• [Source extract]:
=====

“The companies that will prosper will be those that switch out of lowest-common-denominator mode and figure out how to adress niches”… dixit Chris Anderson, editor in chief of Wired.
This quote is the ideal introduction to the seventh question of the FAQ: “Does the long tail change anything to the way I should communicate with my target group? “. The answer is, of course, Yes.
The long tail…and the shift to micro-niches…may change your target group. It may change into its own little eco-system of multiple target groups. So the way you communicate, dialogue and message with them may become more specific. And, with two-way communications (Web 2.0) you can also invite more involvement (what Huba & McConnell refer to as “The Participatory Economy”) from your target audiences and you can become closer to their exact preferences, wants and needs (as marketing is about serving these).
Also you can start creating more markets, instead of just serving them because there is so much room for innovation due to so many choices (the long tail is about more choice and more niches, no longer about audiences grouped by, say, age range). All told, communications become more dynamic and rich since we’re really homing in on preferences (so it’s now “psychographics” instead of “demographics”).

=====

• [Supplied entries]:
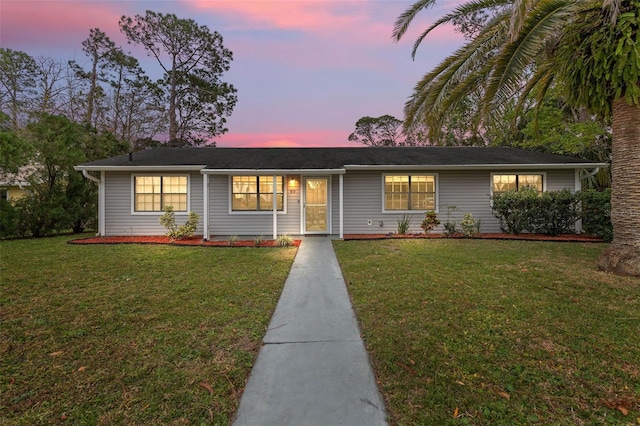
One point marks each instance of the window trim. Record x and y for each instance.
(436, 182)
(159, 212)
(524, 172)
(257, 212)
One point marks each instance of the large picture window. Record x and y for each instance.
(255, 193)
(154, 193)
(515, 182)
(409, 192)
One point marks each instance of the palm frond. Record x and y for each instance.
(459, 12)
(548, 18)
(404, 20)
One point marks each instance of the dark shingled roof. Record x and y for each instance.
(333, 158)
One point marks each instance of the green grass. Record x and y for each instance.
(131, 334)
(496, 332)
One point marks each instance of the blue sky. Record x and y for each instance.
(305, 70)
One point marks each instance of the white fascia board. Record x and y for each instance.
(479, 166)
(155, 169)
(273, 171)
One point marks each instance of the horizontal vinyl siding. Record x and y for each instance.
(118, 217)
(469, 191)
(222, 222)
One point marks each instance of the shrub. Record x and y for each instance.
(175, 232)
(596, 213)
(404, 223)
(284, 241)
(549, 213)
(555, 213)
(450, 226)
(469, 225)
(430, 221)
(8, 220)
(512, 209)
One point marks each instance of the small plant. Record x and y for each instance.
(430, 221)
(469, 225)
(284, 241)
(404, 223)
(175, 232)
(450, 227)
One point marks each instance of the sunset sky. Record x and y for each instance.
(305, 70)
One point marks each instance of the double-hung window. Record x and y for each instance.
(255, 193)
(409, 192)
(154, 193)
(515, 182)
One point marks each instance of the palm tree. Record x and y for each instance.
(587, 47)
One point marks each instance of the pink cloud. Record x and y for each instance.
(325, 138)
(308, 16)
(53, 24)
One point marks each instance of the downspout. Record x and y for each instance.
(578, 185)
(275, 208)
(101, 212)
(205, 208)
(591, 173)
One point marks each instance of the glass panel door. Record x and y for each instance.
(315, 205)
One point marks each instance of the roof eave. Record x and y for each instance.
(475, 166)
(273, 171)
(176, 168)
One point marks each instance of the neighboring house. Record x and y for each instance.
(14, 185)
(317, 190)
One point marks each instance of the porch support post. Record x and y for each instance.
(275, 207)
(341, 201)
(205, 206)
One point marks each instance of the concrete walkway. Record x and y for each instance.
(313, 369)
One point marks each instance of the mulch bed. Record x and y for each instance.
(161, 239)
(197, 240)
(579, 238)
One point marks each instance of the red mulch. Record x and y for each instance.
(162, 239)
(579, 238)
(197, 240)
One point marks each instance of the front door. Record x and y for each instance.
(316, 212)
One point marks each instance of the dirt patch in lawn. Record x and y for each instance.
(191, 241)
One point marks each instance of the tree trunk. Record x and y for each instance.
(622, 257)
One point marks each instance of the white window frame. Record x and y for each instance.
(436, 182)
(526, 172)
(257, 212)
(160, 212)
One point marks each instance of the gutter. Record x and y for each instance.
(86, 174)
(476, 166)
(591, 173)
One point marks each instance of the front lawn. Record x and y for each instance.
(131, 334)
(496, 332)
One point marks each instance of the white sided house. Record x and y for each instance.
(302, 191)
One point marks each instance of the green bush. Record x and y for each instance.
(284, 241)
(175, 232)
(550, 213)
(404, 224)
(430, 221)
(8, 220)
(596, 213)
(512, 209)
(556, 213)
(470, 225)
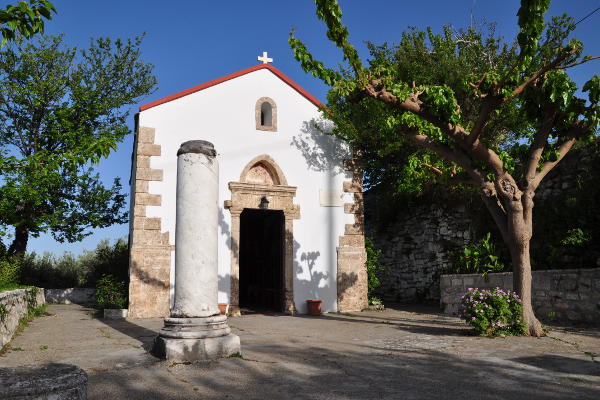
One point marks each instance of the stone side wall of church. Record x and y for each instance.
(351, 254)
(150, 251)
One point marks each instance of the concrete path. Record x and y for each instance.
(395, 354)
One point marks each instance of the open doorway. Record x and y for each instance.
(261, 260)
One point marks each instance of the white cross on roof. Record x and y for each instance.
(265, 59)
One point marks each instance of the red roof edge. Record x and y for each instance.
(214, 82)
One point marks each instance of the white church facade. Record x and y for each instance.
(290, 198)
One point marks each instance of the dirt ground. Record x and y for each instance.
(408, 353)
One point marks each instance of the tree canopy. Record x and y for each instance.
(465, 108)
(62, 111)
(24, 19)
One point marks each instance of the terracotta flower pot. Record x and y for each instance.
(223, 308)
(314, 306)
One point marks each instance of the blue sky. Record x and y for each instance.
(191, 42)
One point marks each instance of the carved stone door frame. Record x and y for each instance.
(280, 197)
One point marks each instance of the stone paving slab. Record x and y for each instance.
(395, 354)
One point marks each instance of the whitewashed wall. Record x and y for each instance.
(225, 115)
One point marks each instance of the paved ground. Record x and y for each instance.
(396, 354)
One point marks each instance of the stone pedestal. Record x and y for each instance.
(42, 382)
(195, 331)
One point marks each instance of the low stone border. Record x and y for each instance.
(571, 295)
(48, 381)
(83, 296)
(13, 307)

=====

• [Instructions]:
1. In the long tail marketing text, what term do Huba & McConnell use for inviting more involvement from target audiences?
2. Extend the long tail marketing text past its final sentence with a further paragraph or two.
The records have no connection to the long tail marketing text.

• [Results in order]:
1. "The Participatory Economy."

2.
I also believe that online fragmented audience is an opportunity to adapt the tone of a campaign to the various sensibilities even if you have a very mainstream product. Humor for instance is very different from country to country and from age group to age group (and even between social groups). The example of the kitkat second life advertising is an example of an ad with a quiet limited niche (but for a mainstream product). It’s clear that such a campaign will create a bigger affinity with the target group than any wide scale TV campaign.
How can you cope with that in media planning? Should you fragment your advertising budgets? In traditional campaigns, the planning happens depending on a socio-demographic target and reach is the key performance indicator. Most online campaigns will use the same KPI. Niche communication will very much depend on the objectives of the campaign and on the creation.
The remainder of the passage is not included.